START Record set
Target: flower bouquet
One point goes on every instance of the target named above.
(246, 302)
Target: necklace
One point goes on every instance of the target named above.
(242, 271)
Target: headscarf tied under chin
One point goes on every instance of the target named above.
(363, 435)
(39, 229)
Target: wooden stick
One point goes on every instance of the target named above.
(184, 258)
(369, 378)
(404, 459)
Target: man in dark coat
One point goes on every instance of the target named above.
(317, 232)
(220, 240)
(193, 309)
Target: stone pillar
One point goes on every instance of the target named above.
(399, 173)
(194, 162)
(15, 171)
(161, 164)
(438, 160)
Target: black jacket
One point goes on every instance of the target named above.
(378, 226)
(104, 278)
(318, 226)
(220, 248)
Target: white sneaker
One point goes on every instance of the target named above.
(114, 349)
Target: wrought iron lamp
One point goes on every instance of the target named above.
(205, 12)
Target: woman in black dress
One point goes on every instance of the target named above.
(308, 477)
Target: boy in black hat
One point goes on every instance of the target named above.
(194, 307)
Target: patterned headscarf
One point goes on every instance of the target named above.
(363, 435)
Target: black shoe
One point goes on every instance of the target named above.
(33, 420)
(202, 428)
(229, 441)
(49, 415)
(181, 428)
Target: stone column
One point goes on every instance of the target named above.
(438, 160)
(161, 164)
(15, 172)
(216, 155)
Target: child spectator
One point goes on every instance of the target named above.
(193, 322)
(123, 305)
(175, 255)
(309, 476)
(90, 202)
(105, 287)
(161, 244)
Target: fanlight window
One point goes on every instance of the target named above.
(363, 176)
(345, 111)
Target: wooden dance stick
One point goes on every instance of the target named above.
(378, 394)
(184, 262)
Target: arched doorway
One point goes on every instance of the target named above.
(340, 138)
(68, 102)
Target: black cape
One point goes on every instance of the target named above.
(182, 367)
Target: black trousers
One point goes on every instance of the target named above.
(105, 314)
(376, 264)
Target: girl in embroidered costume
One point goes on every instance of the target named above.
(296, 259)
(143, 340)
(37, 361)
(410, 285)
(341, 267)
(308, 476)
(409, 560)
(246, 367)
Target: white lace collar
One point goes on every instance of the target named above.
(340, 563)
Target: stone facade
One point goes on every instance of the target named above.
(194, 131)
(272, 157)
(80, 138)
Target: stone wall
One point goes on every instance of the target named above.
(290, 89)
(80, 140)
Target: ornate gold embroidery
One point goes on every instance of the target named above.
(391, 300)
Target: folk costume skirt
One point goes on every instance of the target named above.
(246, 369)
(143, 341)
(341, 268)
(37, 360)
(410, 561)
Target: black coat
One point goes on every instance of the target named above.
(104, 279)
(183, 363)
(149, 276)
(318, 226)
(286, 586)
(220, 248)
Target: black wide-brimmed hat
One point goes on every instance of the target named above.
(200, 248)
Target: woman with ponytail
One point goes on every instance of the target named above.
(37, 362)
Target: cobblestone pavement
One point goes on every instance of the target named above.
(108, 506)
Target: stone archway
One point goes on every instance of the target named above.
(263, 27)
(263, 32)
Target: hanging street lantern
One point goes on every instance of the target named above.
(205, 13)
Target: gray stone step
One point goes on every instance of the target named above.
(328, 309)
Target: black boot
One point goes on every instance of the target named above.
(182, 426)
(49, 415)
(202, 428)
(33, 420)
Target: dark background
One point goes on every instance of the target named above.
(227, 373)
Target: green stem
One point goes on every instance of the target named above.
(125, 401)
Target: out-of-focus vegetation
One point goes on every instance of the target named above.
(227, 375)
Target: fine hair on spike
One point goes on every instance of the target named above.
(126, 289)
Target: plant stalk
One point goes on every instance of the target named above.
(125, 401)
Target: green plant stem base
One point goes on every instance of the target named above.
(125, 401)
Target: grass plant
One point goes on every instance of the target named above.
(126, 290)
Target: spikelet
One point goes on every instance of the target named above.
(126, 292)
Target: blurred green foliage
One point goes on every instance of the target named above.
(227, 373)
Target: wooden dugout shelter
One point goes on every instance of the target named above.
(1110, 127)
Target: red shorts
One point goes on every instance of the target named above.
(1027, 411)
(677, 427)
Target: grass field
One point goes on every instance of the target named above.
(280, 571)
END Record set
## Problem
Copy out each line above, character for character.

## Expected answer
Target: flower bouquet
One point goes on every instance of the target named above.
(246, 302)
Target: necklace
One point goes on every instance of the target named above.
(242, 271)
Target: headscarf tied under chin
One point goes on every instance of the target named above.
(363, 435)
(39, 229)
Target: wooden stick
One point goes on every instance of the target named above.
(184, 258)
(369, 378)
(404, 459)
Target: man in dark coat
One point goes on every instance of the target named above.
(317, 232)
(220, 240)
(193, 309)
Target: stone pillar
One point goes on every instance of the target named above.
(399, 173)
(194, 162)
(15, 171)
(161, 164)
(438, 160)
Target: black jacket
One point goes on every instance of the target named above.
(378, 226)
(104, 278)
(318, 226)
(220, 248)
Target: white sneaker
One point goes on every instance of the target named above.
(114, 349)
Target: wrought iron lamp
One point goes on every instance of the target named above.
(205, 12)
Target: woman in black dress
One point goes on every instance of the target named above.
(308, 477)
Target: boy in black hat
One point goes on every instance of the target named above.
(194, 307)
Target: patterned headscarf
One point goes on every instance of the target named above.
(363, 435)
Target: black shoe
One point goes on every instance of the target named above.
(33, 420)
(202, 428)
(229, 441)
(49, 415)
(181, 428)
Target: stone column
One point goes on every instance of the target named above.
(438, 160)
(161, 164)
(15, 172)
(216, 155)
Target: child spectator
One point goes on every instance of the target named above.
(193, 322)
(123, 305)
(175, 255)
(309, 476)
(90, 202)
(105, 287)
(161, 244)
Target: fanlight window
One point goes on every instance of the target named above.
(363, 176)
(345, 111)
Target: wooden dance stick
One point goes on every instance of the target named above.
(378, 394)
(184, 262)
Target: arched doorway
One point goes on every instance of the target named above.
(340, 138)
(68, 102)
Target: black cape
One point goes on every instance of the target named above.
(182, 367)
Target: black trousers
One point goes on every instance of the target named above.
(105, 314)
(376, 264)
Target: girl in embroidered costume
One point goes on every instance of the target named above.
(296, 259)
(143, 340)
(37, 361)
(410, 285)
(341, 267)
(308, 476)
(409, 560)
(246, 367)
Target: white lace collar
One point goes on every instance of the target named above.
(340, 563)
Target: stone facade
One point goes on every instance of the target named above.
(194, 131)
(272, 157)
(80, 138)
Target: stone wall
One point goes on every instance of the target named above.
(290, 89)
(80, 140)
Target: ornate gold embroidery
One point goes on every instance of the target named above.
(391, 300)
Target: folk costume skirt
One point goes on every instance of the target named above.
(246, 369)
(143, 341)
(341, 268)
(37, 360)
(410, 561)
Target: black coat
One point goes on every instance of the target named above.
(104, 279)
(183, 363)
(149, 276)
(318, 226)
(286, 586)
(220, 248)
Target: black wide-brimmed hat
One point goes on every instance of the target named above.
(200, 248)
Target: woman with ponytail
One point goes on every instance of the target named above.
(37, 362)
Target: cobblestone pavement
One point goes on every instance of the target named above.
(108, 506)
Target: stone archway
One point goes on every instance of the target named above.
(263, 27)
(263, 32)
Target: hanging street lantern
One point goes on every instance of the target named above.
(205, 13)
Target: gray stone step
One point goes on every instance of the target named above.
(328, 309)
Target: black boot
One point goes on every instance of the target named above.
(182, 426)
(49, 415)
(202, 428)
(33, 420)
Target: dark background
One point goes on every instance of the target named above.
(227, 373)
Target: green stem
One point goes on every instance of the target named above.
(125, 401)
Target: out-of-focus vegetation
One point goes on every instance of the target named above.
(227, 375)
Target: fine hair on spike
One point goes on every instance of the target named above.
(126, 289)
Target: plant stalk
One point goes on every instance of the target named above.
(125, 401)
Target: green plant stem base
One point goes on every instance of the target named above.
(125, 401)
Target: grass plant
One point goes on every instance of the target named above.
(126, 290)
Target: spikelet
One point goes on every instance of the target named above.
(126, 292)
Target: blurred green foliage
One point goes on every instance of the target named above.
(227, 373)
Target: wooden dugout shelter
One point goes on every instance of the target named above.
(1110, 127)
Target: red shorts
One point goes on every instance of the target named above.
(1027, 411)
(677, 427)
Target: grass field
One point goes on every instance of the target named above.
(280, 571)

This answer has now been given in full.